— begin DATASET RECORDS —

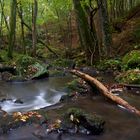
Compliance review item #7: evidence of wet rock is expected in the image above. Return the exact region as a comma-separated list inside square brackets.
[60, 93, 75, 102]
[49, 108, 105, 135]
[14, 99, 24, 104]
[0, 98, 12, 102]
[1, 72, 13, 81]
[31, 63, 49, 80]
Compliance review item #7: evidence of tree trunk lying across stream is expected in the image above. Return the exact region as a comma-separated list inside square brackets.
[70, 70, 140, 116]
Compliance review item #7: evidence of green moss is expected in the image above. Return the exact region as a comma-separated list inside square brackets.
[97, 59, 121, 70]
[122, 50, 140, 70]
[116, 69, 140, 84]
[51, 58, 73, 67]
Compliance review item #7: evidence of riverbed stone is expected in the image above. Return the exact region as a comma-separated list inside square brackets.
[14, 99, 24, 104]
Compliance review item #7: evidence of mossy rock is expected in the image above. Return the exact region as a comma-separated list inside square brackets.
[116, 69, 140, 84]
[122, 50, 140, 70]
[31, 63, 49, 80]
[60, 108, 105, 135]
[97, 59, 121, 70]
[49, 69, 66, 77]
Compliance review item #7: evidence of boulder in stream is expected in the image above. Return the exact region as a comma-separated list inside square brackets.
[47, 108, 105, 135]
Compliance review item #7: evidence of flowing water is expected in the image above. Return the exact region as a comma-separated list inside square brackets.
[0, 77, 71, 113]
[0, 77, 140, 140]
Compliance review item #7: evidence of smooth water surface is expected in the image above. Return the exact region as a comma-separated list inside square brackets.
[0, 77, 71, 113]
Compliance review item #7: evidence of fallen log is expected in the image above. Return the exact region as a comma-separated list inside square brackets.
[70, 70, 140, 116]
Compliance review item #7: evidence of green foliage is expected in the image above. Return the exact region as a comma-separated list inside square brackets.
[122, 50, 140, 70]
[16, 55, 36, 68]
[0, 50, 9, 62]
[116, 69, 140, 84]
[67, 79, 79, 91]
[133, 25, 140, 40]
[51, 58, 73, 67]
[97, 59, 121, 70]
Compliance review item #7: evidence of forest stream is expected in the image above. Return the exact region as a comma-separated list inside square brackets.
[0, 76, 140, 140]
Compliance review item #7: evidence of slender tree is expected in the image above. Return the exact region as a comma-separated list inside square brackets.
[18, 1, 26, 54]
[32, 0, 38, 56]
[97, 0, 112, 56]
[73, 0, 99, 64]
[8, 0, 17, 58]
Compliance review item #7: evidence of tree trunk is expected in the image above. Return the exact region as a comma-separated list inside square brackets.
[97, 0, 112, 56]
[8, 0, 17, 58]
[73, 0, 99, 63]
[0, 0, 10, 32]
[18, 2, 26, 54]
[71, 70, 140, 116]
[32, 0, 38, 56]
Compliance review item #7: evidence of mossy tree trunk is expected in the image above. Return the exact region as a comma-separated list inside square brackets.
[97, 0, 112, 56]
[18, 1, 26, 54]
[32, 0, 38, 56]
[73, 0, 99, 64]
[8, 0, 17, 58]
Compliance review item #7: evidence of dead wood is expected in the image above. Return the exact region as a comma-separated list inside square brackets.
[70, 70, 140, 116]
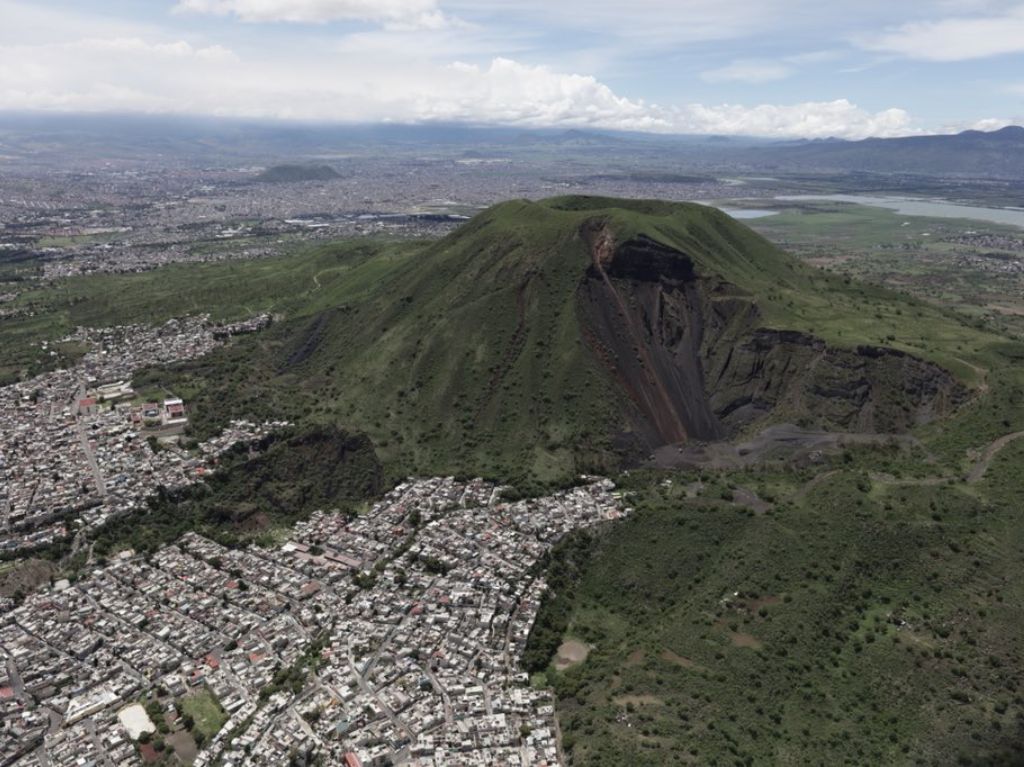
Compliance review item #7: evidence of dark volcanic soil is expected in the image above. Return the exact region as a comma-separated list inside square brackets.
[577, 219, 968, 454]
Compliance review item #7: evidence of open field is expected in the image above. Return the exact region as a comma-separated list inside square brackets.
[179, 689, 227, 739]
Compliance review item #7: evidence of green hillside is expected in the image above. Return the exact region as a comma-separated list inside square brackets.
[151, 198, 996, 482]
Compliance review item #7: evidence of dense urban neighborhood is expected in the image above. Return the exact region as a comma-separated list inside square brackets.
[0, 315, 281, 554]
[0, 478, 624, 767]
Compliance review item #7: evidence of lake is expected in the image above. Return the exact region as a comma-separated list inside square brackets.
[774, 195, 1024, 228]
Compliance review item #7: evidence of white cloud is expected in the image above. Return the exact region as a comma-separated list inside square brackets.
[700, 59, 794, 83]
[0, 28, 914, 138]
[175, 0, 444, 28]
[858, 4, 1024, 61]
[676, 98, 921, 138]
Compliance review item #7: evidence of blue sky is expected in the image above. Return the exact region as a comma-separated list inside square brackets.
[0, 0, 1024, 138]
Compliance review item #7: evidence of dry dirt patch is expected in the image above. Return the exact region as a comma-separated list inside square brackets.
[555, 639, 591, 671]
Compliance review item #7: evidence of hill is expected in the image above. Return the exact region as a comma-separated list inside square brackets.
[155, 198, 990, 481]
[256, 165, 341, 183]
[746, 126, 1024, 179]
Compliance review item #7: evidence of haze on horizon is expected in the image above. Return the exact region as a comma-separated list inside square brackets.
[0, 0, 1024, 138]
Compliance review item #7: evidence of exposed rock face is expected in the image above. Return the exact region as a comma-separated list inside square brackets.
[577, 220, 967, 450]
[709, 329, 967, 432]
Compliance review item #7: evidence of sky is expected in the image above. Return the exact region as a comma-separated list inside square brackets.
[0, 0, 1024, 138]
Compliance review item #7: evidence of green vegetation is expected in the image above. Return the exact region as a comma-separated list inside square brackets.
[130, 198, 1005, 489]
[6, 192, 1024, 766]
[527, 458, 1024, 765]
[178, 687, 228, 740]
[96, 428, 383, 554]
[256, 165, 341, 183]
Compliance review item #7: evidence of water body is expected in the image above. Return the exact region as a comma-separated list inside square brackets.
[775, 195, 1024, 228]
[719, 208, 779, 220]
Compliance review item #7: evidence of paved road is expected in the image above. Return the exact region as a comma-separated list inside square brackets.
[75, 384, 106, 499]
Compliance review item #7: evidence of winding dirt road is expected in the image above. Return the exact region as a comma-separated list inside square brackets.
[967, 431, 1024, 483]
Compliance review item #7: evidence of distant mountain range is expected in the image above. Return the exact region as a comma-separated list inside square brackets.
[0, 114, 1024, 180]
[743, 126, 1024, 178]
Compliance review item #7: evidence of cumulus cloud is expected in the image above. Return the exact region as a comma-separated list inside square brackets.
[700, 59, 794, 83]
[858, 4, 1024, 61]
[675, 98, 921, 138]
[175, 0, 444, 28]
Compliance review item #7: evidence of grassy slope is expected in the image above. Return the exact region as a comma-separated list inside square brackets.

— end DATASET RECORDS —

§ **STATED TASK**
Swap "Compliance review item #7" for "Quality audit item #12" throughout all the items above and reproduce them with nothing else changed. Omit the pictures from your answer.

§ **SOLUTION FOR THIS TASK**
Quality audit item #12: evidence of wet rock is expected in the image above. Return the exact region as a comma-separated list inside square brackets.
[60, 93, 75, 102]
[49, 108, 105, 135]
[14, 99, 24, 104]
[0, 98, 12, 102]
[1, 72, 13, 81]
[31, 63, 49, 80]
Quality audit item #12: evidence of tree trunk lying across stream is expected in the image above. Return the exact region as a comma-separated list inside square brackets.
[70, 70, 140, 116]
Quality audit item #12: evidence of green moss is expected in the image above. Return the exact region as a comma-separated list inside square brackets.
[97, 59, 121, 70]
[122, 50, 140, 70]
[116, 69, 140, 84]
[51, 58, 73, 67]
Quality audit item #12: evidence of riverbed stone is expected in the image above. Return the exact region as a comma-separated list inside square brackets.
[14, 99, 24, 104]
Quality audit item #12: evidence of mossy rock is expected in the image above. Return the exact region as a comma-separated list inside square brackets.
[116, 69, 140, 84]
[122, 50, 140, 70]
[31, 63, 49, 80]
[60, 108, 105, 135]
[97, 59, 121, 70]
[49, 69, 66, 77]
Quality audit item #12: evidence of boulder in stream is expected in the image above. Return the exact region as a comma-separated list inside square brackets.
[47, 108, 105, 135]
Quality audit item #12: evidence of flowing water is expected in the image above. Return the exact region as a comma-separated list inside square brackets.
[0, 77, 71, 113]
[0, 77, 140, 140]
Quality audit item #12: evidence of smooth water surface is expected in the image above. Return the exact region as a comma-separated list inside square brackets.
[0, 77, 71, 113]
Quality audit item #12: evidence of fallen log is expected in the image above. Return the exact region as a comma-separated list inside square brackets.
[70, 70, 140, 116]
Quality audit item #12: evidence of green foliage is expected in the image above. Return the exact region as a comma-separated list inside square brackets.
[122, 50, 140, 70]
[16, 55, 36, 68]
[0, 50, 9, 62]
[116, 69, 140, 84]
[67, 79, 79, 91]
[133, 25, 140, 40]
[51, 58, 73, 67]
[97, 59, 121, 70]
Quality audit item #12: evidence of forest stream is expected in the image above. Return the exact region as a comma-separated list inside square brackets.
[0, 76, 140, 140]
Quality audit item #12: evidence of slender tree is expected in the image above. Return the exact region as a comma-separated list inside square brackets.
[18, 1, 26, 54]
[32, 0, 38, 56]
[97, 0, 112, 56]
[73, 0, 99, 64]
[8, 0, 17, 58]
Quality audit item #12: evidence of tree trunk is expected in the image above. Return the exact region as a comma-separated list inside square brackets.
[97, 0, 112, 56]
[8, 0, 17, 58]
[73, 0, 99, 63]
[0, 0, 10, 32]
[18, 2, 26, 54]
[71, 70, 140, 116]
[32, 0, 38, 56]
Quality audit item #12: evidence of mossy tree trunk is expected in the image above. Return the exact region as a comma-separated list inside square brackets.
[97, 0, 112, 56]
[18, 1, 26, 54]
[32, 0, 38, 56]
[73, 0, 99, 64]
[8, 0, 17, 58]
Quality audit item #12: evidence of dead wood is expected in the image above. Return the exact region as a comma-separated list inside square brackets.
[70, 70, 140, 116]
Quality audit item #12: evidence of dark volcanic soil is expected in the image above. Return the exact region as a comma-separated list inside square brackets.
[577, 219, 968, 454]
Quality audit item #12: evidence of open field is expected in the image above. Return the exact region as a comma-separated list inside square brackets.
[179, 689, 227, 739]
Quality audit item #12: evidence of green hillside is expected in the image above. Return the exact region as a comma-separated list inside square brackets.
[151, 198, 996, 482]
Quality audit item #12: evidence of dense urban neighborhood is expected in the image above. Return the exact region as a comma-separated list inside square brackets.
[0, 315, 281, 554]
[0, 478, 624, 767]
Quality audit item #12: evidence of lake is expected in the image above. Return the exact region as a comma-separated list inside square brackets.
[774, 195, 1024, 228]
Quality audit item #12: evidence of white cloud is expected in the image above. Return the exact region as a comma-separated list inside square brackets.
[700, 59, 794, 83]
[0, 28, 914, 138]
[175, 0, 444, 28]
[858, 4, 1024, 61]
[676, 98, 921, 138]
Quality audit item #12: evidence of blue sky is expected in the image above. Return the exact region as a comma-separated list inside square brackets.
[0, 0, 1024, 138]
Quality audit item #12: evidence of dry dirt patch is expected in the image above. Return the exact region as a comma-separated list inside square brackets.
[555, 639, 591, 671]
Quality audit item #12: evidence of hill is expected in the image above. Return the exact region as a comma-separated list inside square brackets.
[155, 198, 990, 481]
[256, 165, 341, 183]
[746, 126, 1024, 179]
Quality audit item #12: evidence of haze on horizon is expected in the image above. Return the exact region as a comma-separated list inside square brackets.
[0, 0, 1024, 138]
Quality audit item #12: evidence of exposed rock face is expected in the image above. Return the exact region as a comma-separated list inside square brackets.
[577, 220, 967, 450]
[709, 329, 967, 432]
Quality audit item #12: evidence of sky is expected in the image above. Return the exact region as a comma-separated list inside square brackets.
[0, 0, 1024, 138]
Quality audit item #12: evidence of green vegetation is expected in the image above. Return the exact region as a comma-separated list inside square brackets.
[130, 198, 1005, 489]
[6, 192, 1024, 766]
[527, 458, 1024, 765]
[178, 687, 228, 740]
[96, 428, 383, 554]
[256, 165, 341, 183]
Quality audit item #12: evidence of water body is expected in the image above. Return the exact region as a comma-separated list inside square brackets.
[775, 195, 1024, 228]
[719, 208, 779, 220]
Quality audit item #12: evidence of paved road is expected in the image above. Return the exact region as a comma-separated list inside square brackets.
[75, 384, 106, 499]
Quality audit item #12: evidence of winding dirt road is expected in the image above. Return the exact region as a comma-separated list inside square brackets.
[967, 431, 1024, 483]
Quality audit item #12: evidence of distant mountain range is expected in the image above. Return the exact region as a comma-separated list inside square brackets.
[0, 114, 1024, 180]
[743, 126, 1024, 178]
Quality audit item #12: evidence of cumulus cloud is expected in the image above. Return the exact region as a comma-separated list inside square brackets.
[700, 59, 794, 83]
[858, 4, 1024, 61]
[675, 98, 921, 138]
[175, 0, 444, 28]
Quality audit item #12: evidence of grassy slope is expected in the image above. Return the exact region as a comma-separated list inside square brackets.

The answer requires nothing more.